● Material for the task:
===============

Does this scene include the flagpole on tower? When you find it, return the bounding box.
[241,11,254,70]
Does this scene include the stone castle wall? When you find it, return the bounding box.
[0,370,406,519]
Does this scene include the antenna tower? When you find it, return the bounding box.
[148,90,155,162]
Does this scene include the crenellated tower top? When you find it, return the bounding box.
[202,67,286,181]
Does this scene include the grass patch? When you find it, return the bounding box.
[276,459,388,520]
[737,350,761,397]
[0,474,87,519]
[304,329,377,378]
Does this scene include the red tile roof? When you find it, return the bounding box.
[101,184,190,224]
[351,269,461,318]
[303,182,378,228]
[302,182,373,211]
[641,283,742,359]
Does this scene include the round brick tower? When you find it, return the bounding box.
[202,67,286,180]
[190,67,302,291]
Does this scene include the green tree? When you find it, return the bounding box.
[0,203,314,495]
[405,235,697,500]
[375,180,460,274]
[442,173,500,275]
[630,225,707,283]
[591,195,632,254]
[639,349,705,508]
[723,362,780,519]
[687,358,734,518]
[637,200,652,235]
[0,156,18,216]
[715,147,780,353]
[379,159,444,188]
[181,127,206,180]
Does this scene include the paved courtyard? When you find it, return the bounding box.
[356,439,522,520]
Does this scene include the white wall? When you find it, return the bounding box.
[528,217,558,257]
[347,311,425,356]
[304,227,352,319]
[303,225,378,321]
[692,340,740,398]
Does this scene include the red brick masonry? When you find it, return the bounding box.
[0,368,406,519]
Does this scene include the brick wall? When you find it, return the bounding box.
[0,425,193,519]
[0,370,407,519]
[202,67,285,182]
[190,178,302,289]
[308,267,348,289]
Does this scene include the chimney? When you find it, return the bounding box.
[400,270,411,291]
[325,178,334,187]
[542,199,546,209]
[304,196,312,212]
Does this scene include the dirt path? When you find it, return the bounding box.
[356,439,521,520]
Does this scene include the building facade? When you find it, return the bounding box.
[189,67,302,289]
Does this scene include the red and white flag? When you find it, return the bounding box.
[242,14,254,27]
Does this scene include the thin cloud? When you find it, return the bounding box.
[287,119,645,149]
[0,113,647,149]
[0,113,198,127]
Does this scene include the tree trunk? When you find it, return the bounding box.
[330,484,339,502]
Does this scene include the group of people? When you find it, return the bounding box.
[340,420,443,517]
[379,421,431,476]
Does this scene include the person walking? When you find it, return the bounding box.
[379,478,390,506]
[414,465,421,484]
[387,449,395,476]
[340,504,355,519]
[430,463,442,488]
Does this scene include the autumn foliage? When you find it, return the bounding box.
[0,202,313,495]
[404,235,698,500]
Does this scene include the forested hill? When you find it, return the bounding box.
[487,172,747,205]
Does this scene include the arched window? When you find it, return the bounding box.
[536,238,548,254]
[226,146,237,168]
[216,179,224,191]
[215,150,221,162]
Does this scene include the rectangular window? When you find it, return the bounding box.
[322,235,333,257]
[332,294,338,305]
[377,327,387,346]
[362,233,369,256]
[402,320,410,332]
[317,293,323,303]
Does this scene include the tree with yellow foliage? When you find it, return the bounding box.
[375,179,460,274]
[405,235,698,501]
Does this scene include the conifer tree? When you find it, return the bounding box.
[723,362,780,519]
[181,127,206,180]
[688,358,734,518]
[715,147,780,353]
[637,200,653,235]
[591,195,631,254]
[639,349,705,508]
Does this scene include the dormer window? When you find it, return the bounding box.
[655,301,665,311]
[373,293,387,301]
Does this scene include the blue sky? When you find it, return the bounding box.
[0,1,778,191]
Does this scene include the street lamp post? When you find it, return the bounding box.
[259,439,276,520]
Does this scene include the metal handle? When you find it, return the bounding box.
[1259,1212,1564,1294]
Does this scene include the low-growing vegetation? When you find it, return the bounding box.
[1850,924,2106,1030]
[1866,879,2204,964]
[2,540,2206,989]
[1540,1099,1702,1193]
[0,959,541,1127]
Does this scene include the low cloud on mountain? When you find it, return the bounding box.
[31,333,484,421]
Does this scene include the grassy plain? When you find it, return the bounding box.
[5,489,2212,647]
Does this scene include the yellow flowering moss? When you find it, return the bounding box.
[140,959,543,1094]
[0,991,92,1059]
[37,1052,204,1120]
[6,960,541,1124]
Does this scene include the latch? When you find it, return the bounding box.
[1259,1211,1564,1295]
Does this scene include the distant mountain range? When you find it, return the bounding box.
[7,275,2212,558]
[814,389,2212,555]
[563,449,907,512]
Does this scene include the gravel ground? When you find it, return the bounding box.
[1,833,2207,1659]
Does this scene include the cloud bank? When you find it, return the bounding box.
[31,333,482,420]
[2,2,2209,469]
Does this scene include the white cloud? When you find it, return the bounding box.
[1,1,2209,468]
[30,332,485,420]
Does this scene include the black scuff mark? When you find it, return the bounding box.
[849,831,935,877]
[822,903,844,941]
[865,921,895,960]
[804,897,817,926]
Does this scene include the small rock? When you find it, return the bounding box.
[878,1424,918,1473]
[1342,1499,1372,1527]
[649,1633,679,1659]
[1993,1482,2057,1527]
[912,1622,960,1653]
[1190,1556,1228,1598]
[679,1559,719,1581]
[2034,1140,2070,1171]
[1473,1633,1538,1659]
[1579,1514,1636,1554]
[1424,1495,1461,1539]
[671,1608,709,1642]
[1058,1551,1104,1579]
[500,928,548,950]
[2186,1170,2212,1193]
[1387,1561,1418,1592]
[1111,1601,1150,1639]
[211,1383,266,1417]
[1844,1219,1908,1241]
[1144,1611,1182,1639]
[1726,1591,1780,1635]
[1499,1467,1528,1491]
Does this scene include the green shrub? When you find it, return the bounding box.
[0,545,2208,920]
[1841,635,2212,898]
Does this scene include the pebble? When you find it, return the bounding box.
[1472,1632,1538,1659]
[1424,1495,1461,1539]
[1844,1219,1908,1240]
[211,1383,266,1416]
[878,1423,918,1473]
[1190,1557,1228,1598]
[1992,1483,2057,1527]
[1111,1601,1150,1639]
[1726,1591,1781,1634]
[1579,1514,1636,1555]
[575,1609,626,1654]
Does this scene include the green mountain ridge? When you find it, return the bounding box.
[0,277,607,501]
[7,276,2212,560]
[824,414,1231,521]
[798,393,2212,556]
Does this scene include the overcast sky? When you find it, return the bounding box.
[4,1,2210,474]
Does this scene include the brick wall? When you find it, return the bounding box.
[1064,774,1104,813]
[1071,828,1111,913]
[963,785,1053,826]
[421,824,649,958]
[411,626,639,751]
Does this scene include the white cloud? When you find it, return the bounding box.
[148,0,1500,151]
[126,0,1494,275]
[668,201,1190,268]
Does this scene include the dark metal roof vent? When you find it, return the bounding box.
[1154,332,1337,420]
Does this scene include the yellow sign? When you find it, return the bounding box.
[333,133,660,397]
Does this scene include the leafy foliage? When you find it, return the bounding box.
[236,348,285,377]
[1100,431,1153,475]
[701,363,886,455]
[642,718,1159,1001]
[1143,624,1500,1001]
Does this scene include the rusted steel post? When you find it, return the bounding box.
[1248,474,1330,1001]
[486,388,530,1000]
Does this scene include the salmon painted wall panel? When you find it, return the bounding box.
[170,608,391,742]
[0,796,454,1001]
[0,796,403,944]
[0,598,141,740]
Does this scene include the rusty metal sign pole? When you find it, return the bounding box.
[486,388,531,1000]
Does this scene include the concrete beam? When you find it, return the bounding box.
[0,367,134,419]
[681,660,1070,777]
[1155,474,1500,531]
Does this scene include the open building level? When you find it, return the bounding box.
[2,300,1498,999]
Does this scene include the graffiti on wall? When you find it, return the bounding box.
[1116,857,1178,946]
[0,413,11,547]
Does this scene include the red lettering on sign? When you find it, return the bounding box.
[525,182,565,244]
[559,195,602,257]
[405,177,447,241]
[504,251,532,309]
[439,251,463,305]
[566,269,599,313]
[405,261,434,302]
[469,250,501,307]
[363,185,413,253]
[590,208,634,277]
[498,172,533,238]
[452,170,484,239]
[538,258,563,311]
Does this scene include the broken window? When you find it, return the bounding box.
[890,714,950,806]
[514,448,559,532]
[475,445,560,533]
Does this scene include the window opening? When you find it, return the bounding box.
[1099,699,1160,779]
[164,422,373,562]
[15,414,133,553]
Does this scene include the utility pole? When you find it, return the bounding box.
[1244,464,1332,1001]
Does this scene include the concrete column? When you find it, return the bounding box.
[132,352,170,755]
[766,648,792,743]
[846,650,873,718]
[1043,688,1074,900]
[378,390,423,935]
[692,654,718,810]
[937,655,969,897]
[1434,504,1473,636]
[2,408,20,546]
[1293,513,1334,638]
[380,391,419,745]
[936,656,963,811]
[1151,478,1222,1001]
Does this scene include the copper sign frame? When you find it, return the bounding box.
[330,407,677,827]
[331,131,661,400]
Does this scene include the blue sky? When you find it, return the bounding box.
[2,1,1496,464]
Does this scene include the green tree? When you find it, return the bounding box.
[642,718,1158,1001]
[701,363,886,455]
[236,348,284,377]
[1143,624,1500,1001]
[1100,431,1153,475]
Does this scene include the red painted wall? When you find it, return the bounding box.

===============

Return the lines above, starting at the one that contains "Does this scene include the graffiti" and running through the last, exactly as they appear, with no extra lines.

● Response:
Does this scene include the graffiti on wall? When you find it, return the bounding box.
[1116,857,1178,946]
[0,413,11,547]
Does this scene include the red lettering on sign? When you find it, return the bounding box.
[525,182,565,244]
[559,195,602,257]
[405,177,447,241]
[504,251,532,309]
[439,251,463,305]
[566,269,599,313]
[405,261,434,302]
[469,250,501,307]
[363,185,413,253]
[590,208,634,277]
[498,172,533,238]
[452,170,484,239]
[538,258,563,311]
Does this scene include the broken window? When you find it, return the bounding box.
[890,714,950,806]
[514,448,559,532]
[475,445,560,533]
Does this scene include the window opening? When you find it, return the bounding box.
[1099,699,1160,779]
[164,422,373,562]
[15,414,133,553]
Does this scene include the utility pole? When you find it, return the bounding box.
[1244,464,1332,1001]
Does this scene include the concrete column? When you find it, return the bounding box.
[132,352,170,755]
[766,648,792,743]
[846,650,873,718]
[1043,688,1074,900]
[378,390,423,935]
[692,654,718,810]
[937,655,969,897]
[1434,504,1473,636]
[2,408,20,546]
[1293,513,1334,638]
[380,391,419,745]
[936,656,963,811]
[1151,478,1222,1001]
Does this scene include the copper sign frame? When you find it, return the bounding box.
[330,407,677,827]
[331,131,661,400]
Does this scene include the blue sky? When you find it, return the bounding box.
[2,1,1496,464]
Does this scene include the green tree? When you find it, return the bounding box.
[642,718,1158,1001]
[701,363,886,455]
[236,348,284,377]
[1143,624,1500,1001]
[1100,431,1153,475]
Does this scene include the red painted wall? When you find it, return the bounding box.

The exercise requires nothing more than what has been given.